● **THE PROBLEM**: In this exercise, reproduce all the entries that follow exactly.

● **RAW RECORDS**:
* * *

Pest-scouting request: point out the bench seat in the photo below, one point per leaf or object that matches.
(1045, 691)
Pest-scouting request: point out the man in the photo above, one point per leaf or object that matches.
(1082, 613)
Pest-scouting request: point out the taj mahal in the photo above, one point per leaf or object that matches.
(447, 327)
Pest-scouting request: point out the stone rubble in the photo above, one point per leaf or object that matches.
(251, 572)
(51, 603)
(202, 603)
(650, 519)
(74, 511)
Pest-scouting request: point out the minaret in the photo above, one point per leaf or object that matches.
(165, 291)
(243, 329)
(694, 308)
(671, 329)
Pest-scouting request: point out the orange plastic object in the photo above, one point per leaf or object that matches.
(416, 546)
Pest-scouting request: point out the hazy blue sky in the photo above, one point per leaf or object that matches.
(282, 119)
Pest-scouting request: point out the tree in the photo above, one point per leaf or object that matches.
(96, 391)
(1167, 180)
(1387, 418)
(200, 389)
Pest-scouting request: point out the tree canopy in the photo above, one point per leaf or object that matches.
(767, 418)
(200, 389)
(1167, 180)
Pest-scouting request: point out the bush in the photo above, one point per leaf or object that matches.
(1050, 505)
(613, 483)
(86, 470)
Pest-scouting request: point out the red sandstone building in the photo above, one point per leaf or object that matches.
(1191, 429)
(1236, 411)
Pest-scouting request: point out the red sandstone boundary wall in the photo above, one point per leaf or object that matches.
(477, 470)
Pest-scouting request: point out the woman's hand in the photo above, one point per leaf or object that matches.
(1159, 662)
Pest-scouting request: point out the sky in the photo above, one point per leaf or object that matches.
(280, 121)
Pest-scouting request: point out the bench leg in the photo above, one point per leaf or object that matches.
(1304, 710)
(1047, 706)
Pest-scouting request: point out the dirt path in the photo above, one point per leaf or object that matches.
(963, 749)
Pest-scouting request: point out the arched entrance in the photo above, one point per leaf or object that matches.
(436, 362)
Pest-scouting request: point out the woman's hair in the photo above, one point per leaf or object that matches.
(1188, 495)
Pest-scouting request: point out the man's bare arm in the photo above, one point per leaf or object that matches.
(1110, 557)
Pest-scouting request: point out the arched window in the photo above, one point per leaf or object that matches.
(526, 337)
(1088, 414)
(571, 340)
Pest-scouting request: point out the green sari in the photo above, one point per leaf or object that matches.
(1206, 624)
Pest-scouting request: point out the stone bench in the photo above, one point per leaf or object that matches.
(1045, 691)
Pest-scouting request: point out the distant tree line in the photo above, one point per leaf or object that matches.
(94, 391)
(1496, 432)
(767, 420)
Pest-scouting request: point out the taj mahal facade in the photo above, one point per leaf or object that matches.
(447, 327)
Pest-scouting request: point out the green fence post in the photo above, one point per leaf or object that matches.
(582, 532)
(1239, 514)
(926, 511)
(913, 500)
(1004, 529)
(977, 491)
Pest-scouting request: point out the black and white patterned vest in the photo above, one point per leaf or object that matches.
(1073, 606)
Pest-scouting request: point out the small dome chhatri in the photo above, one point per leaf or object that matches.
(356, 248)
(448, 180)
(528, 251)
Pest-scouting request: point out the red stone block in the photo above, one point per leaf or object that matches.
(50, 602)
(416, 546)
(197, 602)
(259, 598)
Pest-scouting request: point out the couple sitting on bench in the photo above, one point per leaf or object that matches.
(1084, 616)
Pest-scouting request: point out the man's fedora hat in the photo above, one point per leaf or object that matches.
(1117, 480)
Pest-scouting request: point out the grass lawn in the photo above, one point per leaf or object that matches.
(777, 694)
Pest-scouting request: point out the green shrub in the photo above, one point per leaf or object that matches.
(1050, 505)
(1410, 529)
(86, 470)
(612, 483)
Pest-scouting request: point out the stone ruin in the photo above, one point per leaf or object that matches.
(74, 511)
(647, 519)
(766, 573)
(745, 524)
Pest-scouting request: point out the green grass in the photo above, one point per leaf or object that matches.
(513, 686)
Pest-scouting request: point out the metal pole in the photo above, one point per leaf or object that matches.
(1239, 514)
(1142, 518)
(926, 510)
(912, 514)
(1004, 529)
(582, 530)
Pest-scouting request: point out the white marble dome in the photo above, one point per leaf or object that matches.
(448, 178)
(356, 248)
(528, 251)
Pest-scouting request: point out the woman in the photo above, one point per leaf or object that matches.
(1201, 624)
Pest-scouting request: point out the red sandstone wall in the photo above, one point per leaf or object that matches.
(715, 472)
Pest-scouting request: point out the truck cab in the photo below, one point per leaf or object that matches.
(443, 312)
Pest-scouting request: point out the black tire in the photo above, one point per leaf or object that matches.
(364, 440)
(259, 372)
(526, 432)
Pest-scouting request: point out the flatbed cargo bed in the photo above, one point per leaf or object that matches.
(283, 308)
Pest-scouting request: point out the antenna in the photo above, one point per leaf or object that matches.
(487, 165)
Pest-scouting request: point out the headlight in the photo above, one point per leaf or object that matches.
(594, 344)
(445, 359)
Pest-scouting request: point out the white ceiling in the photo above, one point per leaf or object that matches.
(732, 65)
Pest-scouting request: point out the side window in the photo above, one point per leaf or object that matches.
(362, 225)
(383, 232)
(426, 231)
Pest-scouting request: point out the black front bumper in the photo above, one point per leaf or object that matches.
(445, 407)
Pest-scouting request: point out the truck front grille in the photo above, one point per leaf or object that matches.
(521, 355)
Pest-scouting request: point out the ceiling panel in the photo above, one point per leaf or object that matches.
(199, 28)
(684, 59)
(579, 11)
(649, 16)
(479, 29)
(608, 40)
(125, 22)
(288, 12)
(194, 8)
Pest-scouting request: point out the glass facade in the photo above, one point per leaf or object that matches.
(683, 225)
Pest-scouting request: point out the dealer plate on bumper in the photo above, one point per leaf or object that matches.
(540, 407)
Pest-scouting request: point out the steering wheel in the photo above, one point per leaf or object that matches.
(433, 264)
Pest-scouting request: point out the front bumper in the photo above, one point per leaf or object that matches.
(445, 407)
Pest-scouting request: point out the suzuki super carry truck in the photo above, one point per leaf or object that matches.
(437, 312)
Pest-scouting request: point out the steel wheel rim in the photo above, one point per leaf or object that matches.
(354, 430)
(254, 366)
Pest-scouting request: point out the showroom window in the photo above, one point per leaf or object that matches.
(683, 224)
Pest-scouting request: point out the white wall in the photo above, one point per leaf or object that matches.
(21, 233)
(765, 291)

* * *

● **TASK ANSWER**:
Pest-scouting request: point out the bench seat in the photo below, one point per leaf or object that matches.
(1045, 691)
Pest-scouting request: point out the man in the photo above, one point per leaf or object that matches.
(1082, 613)
Pest-scouting request: point out the taj mahal in the photo above, one point per leaf or object that matches.
(447, 327)
Pest-scouting request: point out the stone rubble in the photo above, one point per leaf or object that matches.
(251, 572)
(51, 603)
(202, 603)
(650, 519)
(74, 511)
Pest-scouting request: point out the minaret in the photo above, one point per leaf or object that matches.
(165, 291)
(243, 329)
(694, 308)
(671, 329)
Pest-scouting request: point out the orange plastic object in the photo above, one point per leaf or object that matches.
(416, 546)
Pest-scouting request: point out the hazy blue sky in the photo above, one point per leaf or object that matches.
(282, 119)
Pest-scouting request: point out the tree in the photo above, one point per leaf or object that matches.
(96, 391)
(1167, 180)
(1387, 418)
(200, 389)
Pest-scouting request: point out the tree canopy in the photo above, one point per leaf or object that matches.
(767, 418)
(200, 389)
(1167, 180)
Pest-scouting request: point out the bush in the photo above, one point per leaf or object that matches.
(1050, 505)
(613, 483)
(86, 470)
Pest-scouting request: point out the red sandstone building in the photo above, one point per leaf or object that matches.
(1191, 429)
(1236, 411)
Pest-scouting request: point out the red sandstone boundary wall in the photo above, one point per leaf or object that matches.
(477, 470)
Pest-scouting request: point out the woman's hand in the photo above, one point per leaf or object that matches.
(1159, 662)
Pest-scouting request: point out the sky in the photo above, one point per leaf or object that matches.
(280, 121)
Pest-scouting request: point out the bench leg in the photo above, one point per leaf or object that matches.
(1304, 710)
(1047, 706)
Pest-scouting request: point out the dirt path in the photo above, one point per leaf or object that matches.
(963, 749)
Pest-scouting request: point out the arched entrance in the photo above, one point per leaf or object that matches.
(436, 362)
Pest-scouting request: point out the woman's hair in the photo above, one point per leaf or object that matches.
(1188, 495)
Pest-scouting request: point out the man's bare arm in the photo above, one point per leaf or object that matches.
(1110, 557)
Pest-scouting request: point out the arched window in the photo above, one point per leaf or object that matches.
(526, 337)
(1088, 414)
(571, 340)
Pest-scouting request: point out the green sari in the photo above, one point per leaf or object that matches.
(1206, 624)
Pest-scouting request: point out the stone bench in the photo above, one point per leaf or object that matches.
(1045, 691)
Pest-scouting request: point out the distant tree line in the photo above, one point per leaf or object that matches.
(94, 391)
(1496, 432)
(767, 420)
Pest-scouting request: point out the taj mahal facade in the photo above, one point per leaf or object that matches.
(447, 327)
Pest-scouting request: point out the green fence post in the photo above, one point per leaf or object that matches.
(582, 532)
(1239, 514)
(926, 511)
(913, 500)
(1004, 529)
(977, 491)
Pest-scouting request: point out the black and white patterned vest in the photo above, one point per leaf or object that matches.
(1073, 606)
Pest-scouting request: point out the small dome chhatri in the photo above, one point per leaf or object that matches.
(356, 248)
(448, 180)
(528, 251)
Pest-scouting request: point out the red stone block in the photo above, one point per leaf or object that matches.
(50, 602)
(416, 546)
(197, 602)
(259, 598)
Pest-scouting request: point out the couple sitting on bench in the photo above, one point per leaf or object that matches.
(1084, 616)
Pest-scouting request: point out the man's fedora hat in the photo above, one point per leaf or object that matches.
(1117, 480)
Pest-scouting request: point out the grass lawn in the photo above, one point per leaf or object that matches.
(777, 694)
Pest-scouting request: point out the green shrub in the photo above, one point per leaf or object that matches.
(1050, 505)
(1410, 529)
(86, 470)
(612, 483)
Pest-scouting request: point out the stone ruin in the photo above, one point per leaf or object that matches.
(74, 511)
(647, 519)
(766, 573)
(745, 524)
Pest-scouting request: point out the green grass in the photo above, one point per leaf or object that matches.
(513, 686)
Pest-scouting request: point out the metal pole in the photo above, one point per leaf or object that matches.
(1239, 514)
(1142, 518)
(926, 510)
(912, 514)
(1004, 529)
(582, 530)
Pest-scouting request: point out the white marble dome in the photo above, one point per leaf or object that matches.
(448, 178)
(356, 248)
(528, 251)
Pest-scouting request: point out the woman in the photo above, one point per leaf or object that matches.
(1201, 624)
Pest-scouting request: point out the red sandstone wall in the photo above, one point per leaf or object that matches.
(715, 472)
Pest-scouting request: point out the truck cab in the photo below, one point per leaf or object that matches.
(443, 312)
Pest-scouting request: point out the black tire in the photo above, one point per leaf or object that matches.
(364, 440)
(259, 372)
(526, 432)
Pest-scouting request: point out the flatbed cargo bed in the photo above, one point per leaf or object that matches.
(283, 308)
Pest-scouting request: point out the antenna in the photo above, one point per leaf or object that matches.
(487, 165)
Pest-scouting request: point out the headlight in the photo above, one point per leaf or object that matches.
(594, 344)
(445, 359)
Pest-scouting request: point out the white ceiling in the photo above, one point per leaf or object that matches.
(732, 65)
Pest-scouting request: point out the side window in the photo above, one point per leaf or object that matches.
(362, 225)
(383, 232)
(426, 231)
Pest-scouting request: point out the black front bumper in the photo above, one point per leaf or object that matches.
(445, 407)
Pest-scouting request: point out the truck front grille in the photo above, one point per leaf or object that matches.
(521, 355)
Pest-scouting request: point out the ceiling panel in the photo above, one point per leaf or object that matches.
(199, 28)
(684, 59)
(579, 11)
(649, 16)
(479, 29)
(608, 40)
(125, 22)
(288, 12)
(194, 8)
Pest-scouting request: point out the glass facade in the photo above, one point per leaf or object that matches.
(683, 225)
Pest-scouting request: point out the dealer plate on bumper in the photo above, one point per leaf or object that matches.
(540, 407)
Pest-scouting request: point out the steering wheel in the photo above, one point per leaf or object that matches.
(433, 264)
Pest-scouting request: point out the front bumper in the photo above, one point per leaf or object that matches.
(445, 407)
Pest-scouting request: point out the suzuki super carry truck in the photo above, one point per leaf or object that matches.
(437, 312)
Pest-scouting request: point out the steel wheel rim in the photo above, one point per leaf or object that matches.
(354, 430)
(254, 366)
Pest-scouting request: point out the showroom window in the photo above, one point per leaf or object that matches.
(683, 224)
Pest-scouting request: point out the white wall in the photo above, one point per leaf or object that matches.
(21, 233)
(765, 291)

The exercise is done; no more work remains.